TASKS AND EXERCISES
1. Answer these questions from the Disnix text below, giving each answer on its own line with the same letter.
(a) Which services does Disnix deactivate when a model changes and the same command is run again?
(b) What package name and version appear in the example Nix store path?
(c) Which inputs does the hash prefix come from?
2. In the Disnix text below, rewrite the paragraph beginning "As explained in a number of earlier blog posts" as a short bulleted list that keeps its main facts.
3. Continue the Disnix text below, starting right after its final sentence.

DOCUMENT
--------------------------------------------------
When changing any of the models and running the same command-line instruction again, Disnix attempts to upgrade the system by only rebuilding the aspects that have changed, and only deactivating the obsolete services and activating new services.

Disnix (as well as other Nix-related tools) attempt to optimize a redeployment process by only executing the steps that are required to reach a new deployment state. In Disnix, the building and distribution steps are optimized due to the fact that every package is stored in isolation the Nix store in which each package has a unique filename with a hash prefix, such as:

/nix/store/acv1y1zf7w0i6jx02kfa6gxyn2kfwj3l-firefox-48.0.2

As explained in a number of earlier blog posts, the hash prefix (acv1y1zf7w0i6jx02kfa6gxyn2kfwj3l...) is derived from all inputs used to build the package including its source code, build script, and libraries that it links to. That, for example, means that if we upgrade a system and nothing to the any of inputs of Firefox changes, we get an identical hash and if such a package build already exists, we do not have to build or transfer the package from an external site again.
--------------------------------------------------
RAW DATA
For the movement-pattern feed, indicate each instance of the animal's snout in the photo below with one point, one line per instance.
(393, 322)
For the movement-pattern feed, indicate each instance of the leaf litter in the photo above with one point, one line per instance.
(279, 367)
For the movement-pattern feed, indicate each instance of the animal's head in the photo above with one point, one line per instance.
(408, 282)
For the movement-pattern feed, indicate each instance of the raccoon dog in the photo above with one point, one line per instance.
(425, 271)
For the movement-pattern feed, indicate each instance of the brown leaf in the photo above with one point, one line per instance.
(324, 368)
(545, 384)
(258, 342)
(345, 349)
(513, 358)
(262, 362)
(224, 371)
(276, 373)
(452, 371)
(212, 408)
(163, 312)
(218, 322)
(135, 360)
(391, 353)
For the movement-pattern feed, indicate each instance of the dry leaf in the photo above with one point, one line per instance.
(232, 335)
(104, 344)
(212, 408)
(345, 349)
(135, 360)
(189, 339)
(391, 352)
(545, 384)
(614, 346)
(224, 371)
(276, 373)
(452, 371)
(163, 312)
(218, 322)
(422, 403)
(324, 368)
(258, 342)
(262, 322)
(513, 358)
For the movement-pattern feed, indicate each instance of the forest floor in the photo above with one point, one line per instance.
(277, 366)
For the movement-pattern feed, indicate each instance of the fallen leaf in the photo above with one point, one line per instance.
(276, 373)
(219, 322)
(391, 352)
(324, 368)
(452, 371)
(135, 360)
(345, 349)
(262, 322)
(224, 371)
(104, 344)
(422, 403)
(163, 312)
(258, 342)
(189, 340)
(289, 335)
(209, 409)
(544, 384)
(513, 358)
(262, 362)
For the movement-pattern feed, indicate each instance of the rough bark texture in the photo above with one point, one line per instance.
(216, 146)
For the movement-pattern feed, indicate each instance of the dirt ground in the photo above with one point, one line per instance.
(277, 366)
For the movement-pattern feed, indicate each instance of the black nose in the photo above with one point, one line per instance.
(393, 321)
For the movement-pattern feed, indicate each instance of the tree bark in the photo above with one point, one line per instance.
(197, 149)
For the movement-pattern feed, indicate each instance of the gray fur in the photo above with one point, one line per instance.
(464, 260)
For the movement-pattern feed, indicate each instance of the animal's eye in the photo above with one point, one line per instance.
--------------------------------------------------
THE RESPONSES
1.
(a) The obsolete services.
(b) firefox-48.0.2.
(c) The package's source code, its build script, and the libraries it links to.

2.
- The hash prefix of a package is derived from all inputs used to build it: its source code, its build script and the libraries it links to.
- If a system is upgraded and none of Firefox's inputs change, the hash stays identical.
- If a build of that package already exists, it does not have to be built again or transferred from an external site.

3.
The building step in Disnix produces a so-called low-level manifest file that is used by tools executing the remaining deployment activities:

<?xml version="1.0"?>
<manifest version="1">
  <distribution>
    <mapping>
      <profile>/nix/store/aiawhpk5irpjqj25kh6ah6pqfvaifm53-test1</profile>
      <target>test1</target>
    </mapping>
  </distribution>
  <activation>
    <mapping>
      <dependsOn>
        <dependency>
          <target>test1</target>
          <container>process</container>
          <key>d500194f55ce2096487c6d2cf69fd94a0d9b1340361ea76fb8b289c39cdc202d</key>
        </dependency>
      </dependsOn>
      <name>nginx</name>
      <service>/nix/store/aa5hn5n1pg2qbb7i8skr6vkgpnsjhlns-nginx-wrapper</service>
      <target>test1</target>
      <container>wrapper</container>
      <type>wrapper</type>
      <key>da8c3879ccf1b0ae34a952f36b0630d47211d7f9d185a8f2362fa001652a9753</key>
    </mapping>
  </activation>
  <targets>
    <target>
      <properties>
        <hostname>test1</hostname>
      </properties>
      <containers>
        <mongo-database/>
        <process/>
        <wrapper/>
      </containers>
      <system>x86_64-linux</system>
      <numOfCores>1</numOfCores>
      <clientInterface>disnix-ssh-client</clientInterface>
      <targetProperty>hostname</targetProperty>
    </target>
  </targets>
</manifest>

The above manifest file contains the following kinds of information:

The distribution element section maps Nix profiles (containing references to all packages implementing the services deployed to the machine) to target machines in the network. This information is used by the distribution step to transfer packages from the coordinator machine to a target machine.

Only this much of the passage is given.